→ **Exercise**: Take every entry below and copy it out word for word.

--- Data shown Enclosed Below ---

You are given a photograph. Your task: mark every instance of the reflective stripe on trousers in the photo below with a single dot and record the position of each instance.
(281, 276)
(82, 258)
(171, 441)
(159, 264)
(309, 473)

--- End of Enclosed Data shown ---

→ **Exercise result**:
You are given a photograph. Your task: mark every instance of the reflective stripe on trousers in the photo below with a single dot and record the position of each instance.
(281, 276)
(82, 258)
(171, 441)
(159, 264)
(309, 473)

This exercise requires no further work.